Short exercise 1:
Answer these questions using the text on the Amos Oz memoir:
(a) In what year and city was Amos Oz born?
(b) What was the title of Professor Bergman's Sunday lecture series?
(c) For how long did Bergman share a school bench with Kafka?
Short exercise 2: Output, word for word, the part of the records that starts with the line containing "If you could identify the thumb" and runs through the end of the records.

Article:
━━━━━━━━━━━━━━━━━━━━

This is a memoir, an autobiography written by a novelist who admits his disdain for footnotes, so they are few and far between. This, however, is not the book’s only virtue. Love and darkness as the two powerful forces running through his extraordinary, moving story which begins in Poland and Russia where his ancestors lived and died before and during the holocaust. But his parents and other relatives and friends were zealous Zionists and escaped to Palestine while there was still time. Amos Oz was born in Jerusalem in 1939 and lived through and participated in the history of Israel from its (modern) beginning to date. The characters here are not the historian’s bloodless footnotes, but real people, most of whom we wish we knew.

Rather than run on about the book’s contents and virtues, I prefer to lift an excerpt which particularly interested me – although there are many others. This book is required reading for anyone who loves literature and is interested in the Palestinian-Israeli conflict.

Frank Thomas Smith


After my military service, in 1961, the Committee of Kibbutz Hulda sent me to Jerusalem to study for two years at the Hebrew University. I studied literature because the kibbutz needed a literature teacher urgently, and I, studied philosophy because I insisted on it. Every Sunday, from four to six p.m., a hundred students gathered in the large hall in the ‘Meiser’ Building to hear Professor Samuel Hugo Bergman lecture on ‘Dialogical philosophy from Kierkegaard to Martin Buber’. My mother, Fania, also studied philosophy with Professor Bergman in the nineteen thirties, when the University was still on Mount Scopus, before she married my father, and she had fond memories of him. By 1961 Bergman was already retired, he was an emeritus professor, but we were fascinated by his lucid, fierce wisdom. I was thrilled to think that the man standing in front of us had been at school with Kafka in Prague, and, as he once told us, had actually shared a bench with him for two years, until Max Brod turned up and took his place next to Kafka.

━━━━━━━━━━━━━━━━━━━━

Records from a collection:
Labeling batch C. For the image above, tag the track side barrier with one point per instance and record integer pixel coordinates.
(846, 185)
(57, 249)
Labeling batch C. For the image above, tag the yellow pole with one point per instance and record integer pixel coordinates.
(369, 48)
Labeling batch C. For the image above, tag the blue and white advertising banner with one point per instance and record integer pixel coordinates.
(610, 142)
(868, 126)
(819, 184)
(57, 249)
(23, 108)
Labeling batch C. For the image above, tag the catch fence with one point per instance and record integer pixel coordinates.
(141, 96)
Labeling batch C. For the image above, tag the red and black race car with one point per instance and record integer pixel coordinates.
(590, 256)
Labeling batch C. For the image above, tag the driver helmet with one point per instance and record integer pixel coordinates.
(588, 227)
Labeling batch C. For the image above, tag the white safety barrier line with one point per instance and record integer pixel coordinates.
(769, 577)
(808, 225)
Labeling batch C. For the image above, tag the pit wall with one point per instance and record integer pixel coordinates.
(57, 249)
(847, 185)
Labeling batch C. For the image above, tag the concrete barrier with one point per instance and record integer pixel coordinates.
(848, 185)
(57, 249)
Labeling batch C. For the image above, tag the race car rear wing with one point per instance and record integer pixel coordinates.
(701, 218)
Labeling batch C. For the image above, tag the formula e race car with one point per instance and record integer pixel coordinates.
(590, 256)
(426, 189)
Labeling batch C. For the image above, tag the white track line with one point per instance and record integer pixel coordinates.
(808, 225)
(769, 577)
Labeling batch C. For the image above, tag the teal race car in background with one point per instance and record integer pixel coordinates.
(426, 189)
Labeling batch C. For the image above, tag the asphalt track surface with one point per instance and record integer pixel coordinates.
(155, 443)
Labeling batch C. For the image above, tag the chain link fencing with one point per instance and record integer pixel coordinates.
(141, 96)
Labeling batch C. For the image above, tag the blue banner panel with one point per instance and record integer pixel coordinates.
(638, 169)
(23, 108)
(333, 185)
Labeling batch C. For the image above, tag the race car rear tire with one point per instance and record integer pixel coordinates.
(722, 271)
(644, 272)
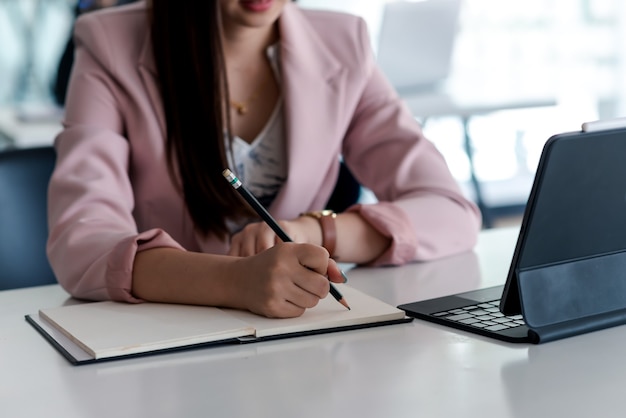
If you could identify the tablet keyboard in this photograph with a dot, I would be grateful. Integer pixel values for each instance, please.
(484, 315)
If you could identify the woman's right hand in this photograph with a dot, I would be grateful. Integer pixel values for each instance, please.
(285, 280)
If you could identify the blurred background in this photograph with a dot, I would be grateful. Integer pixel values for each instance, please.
(490, 80)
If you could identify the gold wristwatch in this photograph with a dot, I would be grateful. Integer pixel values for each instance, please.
(326, 219)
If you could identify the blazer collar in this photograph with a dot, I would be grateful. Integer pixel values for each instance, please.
(148, 73)
(311, 74)
(313, 80)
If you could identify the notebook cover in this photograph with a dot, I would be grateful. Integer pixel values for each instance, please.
(77, 356)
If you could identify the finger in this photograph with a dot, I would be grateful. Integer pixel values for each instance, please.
(334, 272)
(313, 257)
(265, 238)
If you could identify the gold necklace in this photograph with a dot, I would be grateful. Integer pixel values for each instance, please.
(242, 107)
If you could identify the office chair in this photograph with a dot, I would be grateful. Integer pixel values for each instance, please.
(24, 176)
(347, 190)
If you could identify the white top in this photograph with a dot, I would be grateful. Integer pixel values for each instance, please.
(262, 164)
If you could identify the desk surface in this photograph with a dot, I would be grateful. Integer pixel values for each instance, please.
(410, 370)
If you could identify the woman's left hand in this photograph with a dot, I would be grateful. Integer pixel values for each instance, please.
(258, 236)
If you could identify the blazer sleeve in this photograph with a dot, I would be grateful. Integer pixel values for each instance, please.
(420, 205)
(93, 236)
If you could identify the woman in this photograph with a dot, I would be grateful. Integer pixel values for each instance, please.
(164, 96)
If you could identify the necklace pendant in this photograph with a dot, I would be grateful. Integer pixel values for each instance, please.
(242, 109)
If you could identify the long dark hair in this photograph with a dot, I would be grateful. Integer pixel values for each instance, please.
(190, 63)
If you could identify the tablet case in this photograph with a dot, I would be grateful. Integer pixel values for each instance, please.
(571, 273)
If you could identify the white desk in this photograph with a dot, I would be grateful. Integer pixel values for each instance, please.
(409, 370)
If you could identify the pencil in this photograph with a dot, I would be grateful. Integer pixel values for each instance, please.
(265, 215)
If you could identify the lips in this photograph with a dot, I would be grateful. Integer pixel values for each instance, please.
(256, 5)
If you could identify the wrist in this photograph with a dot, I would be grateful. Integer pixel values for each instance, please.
(327, 223)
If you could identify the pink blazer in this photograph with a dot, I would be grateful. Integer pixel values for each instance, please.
(111, 196)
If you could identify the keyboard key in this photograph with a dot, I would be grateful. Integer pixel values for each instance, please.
(497, 327)
(468, 321)
(459, 317)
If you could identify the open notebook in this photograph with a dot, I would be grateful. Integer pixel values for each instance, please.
(98, 331)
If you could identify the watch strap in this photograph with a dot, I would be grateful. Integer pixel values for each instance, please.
(326, 219)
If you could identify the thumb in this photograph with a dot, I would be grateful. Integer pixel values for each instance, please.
(334, 272)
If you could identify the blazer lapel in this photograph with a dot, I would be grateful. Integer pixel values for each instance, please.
(313, 80)
(148, 73)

━━━━━━━━━━━━━━━━━━━━

Solution 1:
(a) 1939, in Jerusalem.
(b) "Dialogical philosophy from Kierkegaard to Martin Buber."
(c) Two years.

Solution 2:
If you could identify the thumb in this photograph with a dot, I would be grateful. Integer pixel values for each instance, please.
(334, 272)
If you could identify the blazer lapel in this photograph with a dot, I would be grateful. Integer pixel values for each instance, please.
(313, 80)
(148, 73)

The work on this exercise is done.